Outline labeling entries
╔══

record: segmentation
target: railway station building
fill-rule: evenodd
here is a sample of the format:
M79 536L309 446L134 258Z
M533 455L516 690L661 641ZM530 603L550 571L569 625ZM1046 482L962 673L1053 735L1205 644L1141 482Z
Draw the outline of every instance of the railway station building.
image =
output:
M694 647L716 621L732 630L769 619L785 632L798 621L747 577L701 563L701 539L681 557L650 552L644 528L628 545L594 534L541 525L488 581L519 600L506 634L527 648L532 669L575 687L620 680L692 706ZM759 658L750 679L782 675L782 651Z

╚══

Update the entries above by replacing every "railway station building" with "train station" and leaving everything else unchanged.

> **Finished answer**:
record: segmentation
target: train station
fill-rule: evenodd
here is a sample of the format:
M79 536L309 446L134 258Z
M533 455L516 690L661 641ZM530 603L550 571L569 625ZM1046 482L962 673L1053 735L1205 644L1141 482Z
Draw the outline of every instance of the train station.
image =
output:
M694 647L716 621L732 630L769 619L785 632L798 621L747 577L701 563L701 539L681 557L650 552L644 528L628 545L594 534L541 525L488 581L519 600L506 634L527 648L532 669L575 687L620 680L692 706ZM759 658L750 679L782 675L782 651Z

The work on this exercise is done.